= Problem to work on =
Nothing other than an exact copy of the records should be returned.

BEGIN

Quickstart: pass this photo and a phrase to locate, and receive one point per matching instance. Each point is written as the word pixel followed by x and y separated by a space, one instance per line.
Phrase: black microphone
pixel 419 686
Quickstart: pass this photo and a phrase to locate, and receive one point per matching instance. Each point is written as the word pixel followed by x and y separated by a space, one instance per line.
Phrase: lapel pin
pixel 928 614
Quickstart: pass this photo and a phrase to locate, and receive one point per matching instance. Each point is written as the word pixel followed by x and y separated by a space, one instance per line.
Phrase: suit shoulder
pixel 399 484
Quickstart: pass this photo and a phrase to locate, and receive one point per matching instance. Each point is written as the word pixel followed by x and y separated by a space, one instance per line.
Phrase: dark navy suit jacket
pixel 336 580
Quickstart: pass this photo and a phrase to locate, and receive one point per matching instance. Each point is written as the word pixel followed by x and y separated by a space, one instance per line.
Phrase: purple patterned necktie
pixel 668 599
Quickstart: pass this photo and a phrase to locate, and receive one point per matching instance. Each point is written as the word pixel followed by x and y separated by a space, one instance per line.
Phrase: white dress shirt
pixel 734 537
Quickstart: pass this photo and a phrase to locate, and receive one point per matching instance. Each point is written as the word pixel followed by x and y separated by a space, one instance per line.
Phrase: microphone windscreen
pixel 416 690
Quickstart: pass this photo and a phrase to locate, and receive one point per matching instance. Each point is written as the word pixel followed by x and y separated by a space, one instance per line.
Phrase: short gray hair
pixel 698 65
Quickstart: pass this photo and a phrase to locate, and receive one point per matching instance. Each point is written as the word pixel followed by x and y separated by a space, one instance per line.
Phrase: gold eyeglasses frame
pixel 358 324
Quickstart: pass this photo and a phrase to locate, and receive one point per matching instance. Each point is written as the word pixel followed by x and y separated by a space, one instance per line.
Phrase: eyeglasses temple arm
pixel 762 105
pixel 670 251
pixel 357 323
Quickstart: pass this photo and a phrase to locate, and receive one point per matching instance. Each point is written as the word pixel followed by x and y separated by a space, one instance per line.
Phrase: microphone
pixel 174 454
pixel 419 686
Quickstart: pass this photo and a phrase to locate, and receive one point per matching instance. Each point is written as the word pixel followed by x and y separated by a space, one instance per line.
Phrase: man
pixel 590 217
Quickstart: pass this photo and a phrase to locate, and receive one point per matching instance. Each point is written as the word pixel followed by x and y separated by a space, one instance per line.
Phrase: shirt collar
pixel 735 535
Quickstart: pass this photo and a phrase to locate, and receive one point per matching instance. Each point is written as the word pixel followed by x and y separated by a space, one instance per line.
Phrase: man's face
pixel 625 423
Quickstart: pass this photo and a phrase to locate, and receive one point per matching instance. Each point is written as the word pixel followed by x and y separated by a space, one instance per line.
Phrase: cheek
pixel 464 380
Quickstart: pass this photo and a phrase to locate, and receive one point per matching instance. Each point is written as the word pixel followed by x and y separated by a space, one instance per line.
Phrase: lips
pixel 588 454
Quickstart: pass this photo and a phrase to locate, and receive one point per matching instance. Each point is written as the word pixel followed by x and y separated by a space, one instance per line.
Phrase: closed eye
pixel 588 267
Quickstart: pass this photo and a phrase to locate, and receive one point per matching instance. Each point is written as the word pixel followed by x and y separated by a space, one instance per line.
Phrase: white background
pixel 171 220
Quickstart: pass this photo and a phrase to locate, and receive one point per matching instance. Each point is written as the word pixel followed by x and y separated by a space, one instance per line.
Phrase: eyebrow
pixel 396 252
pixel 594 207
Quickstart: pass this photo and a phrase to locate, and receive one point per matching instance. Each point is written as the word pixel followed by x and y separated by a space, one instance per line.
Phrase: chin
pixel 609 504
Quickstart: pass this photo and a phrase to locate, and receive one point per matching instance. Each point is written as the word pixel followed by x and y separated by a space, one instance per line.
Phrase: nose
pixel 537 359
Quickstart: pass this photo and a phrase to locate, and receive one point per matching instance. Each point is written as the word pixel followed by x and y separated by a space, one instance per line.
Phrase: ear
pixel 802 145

END

= Solution =
Quickstart: pass this photo and a phrase to locate, and receive one point per matching instance. Each point is written as the word pixel followed by x and y separated by a space, one instance per line.
Phrase: black microphone
pixel 419 686
Quickstart: pass this photo and a phrase to locate, and receive one point per matching instance. Each point is written as the word pixel followed by x and y separated by a space, one instance per line.
Phrase: lapel pin
pixel 928 614
Quickstart: pass this photo and a phrase to locate, and receive one point per matching instance. Each point is written as the word pixel followed by x and y separated by a space, one instance per line.
Phrase: suit shoulder
pixel 399 484
Quickstart: pass this photo and a phrase to locate, and receive one point per matching instance. Each point is written as the word pixel followed by x and y separated by a space, one instance per line.
Phrase: dark navy suit jacket
pixel 336 580
Quickstart: pass this photo and a phrase to locate, and receive one point per matching instance. Each point is written as the word pixel followed by x and y separated by a space, one instance per line.
Phrase: purple patterned necktie
pixel 668 599
Quickstart: pass this photo and a phrase to locate, and receive one point per matching instance. Each point is written as the word pixel followed by x and y separated by a space, one instance per line.
Phrase: white dress shirt
pixel 734 537
Quickstart: pass this photo and a phrase to locate, and receive one point per matching instance. Each point is written as the word pixel followed by x and y separated by a space, one instance per line.
Phrase: microphone windscreen
pixel 416 690
Quickstart: pass this photo and a phrase to locate, and receive one point per matching instance. Each point is written as the word pixel followed by x and y separated by a space, one instance per line.
Phrase: short gray hair
pixel 698 65
Quickstart: pass this photo and a phrase to locate, and receive one point per matching instance. Each point is written as the word pixel followed by x and y separated by a space, one instance per line.
Phrase: gold eyeglasses frame
pixel 358 324
Quickstart: pass this photo and a phrase to locate, and receive one point per matching instance. Each point is written as the word pixel followed by x and y separated by a space, one instance per line.
Phrase: eyeglasses temple arm
pixel 762 105
pixel 670 251
pixel 357 323
Quickstart: pass this photo and a phrase to locate, and receive one point per matching instance. Each point is written as the word pixel followed by x and y separated by a space, one instance per line.
Phrase: microphone
pixel 174 454
pixel 419 686
Quickstart: pass this photo and a phrase to locate, and receive one point per matching instance. Each point is written as the word pixel followed by x and y separated by a space, one instance per line.
Phrase: man
pixel 590 217
Quickstart: pass this photo and a phrase to locate, and receive one point per matching instance. Each point is written as the word pixel followed by x and y separated by a space, one instance per line.
Phrase: shirt collar
pixel 735 535
Quickstart: pass this photo and a phrase to locate, and receive one point per matching instance. Each point is written as the word pixel followed by x and y separated by a space, one instance per line.
Phrase: man's face
pixel 625 423
Quickstart: pass this photo and a phrase to locate, and receive one point per matching instance. Each point is written as the word pixel followed by x and y separated by a space, one instance per line.
Phrase: cheek
pixel 464 380
Quickstart: pass this photo and a phrase to locate, and receive one point per matching instance. Each point is written as the word pixel followed by x and y separated by a space, one instance per line.
Phrase: lips
pixel 588 454
Quickstart: pass this photo and a phrase to locate, and receive one point per matching instance. Each point is written as the word pixel followed by x and y separated by a space, one instance per line.
Phrase: closed eye
pixel 588 267
Quickstart: pass this photo and a phrase to locate, and receive one point per matching instance. Each point is written as the word pixel followed by x and y separated by a space, one instance per line.
Phrase: white background
pixel 171 220
Quickstart: pass this photo and a phrase to locate, and receive one point per matching instance. Each point is written as the word pixel followed by x and y separated by a space, one instance per line.
Phrase: eyebrow
pixel 396 252
pixel 594 207
Quickstart: pass this photo and a phrase to locate, and receive one point per matching instance. Each point is written as the word pixel followed by x and y separated by a space, one instance per line.
Phrase: chin
pixel 609 504
Quickstart: pass this photo and a phrase to locate, and receive one point per matching instance. Each point is written as the word pixel followed by x and y separated by a space, one instance per line.
Phrase: nose
pixel 537 359
Quickstart: pass this photo and a phrase to locate, and receive one point per matching instance. Each point is written as the word pixel followed by x and y separated by a space, one instance per line.
Phrase: ear
pixel 802 145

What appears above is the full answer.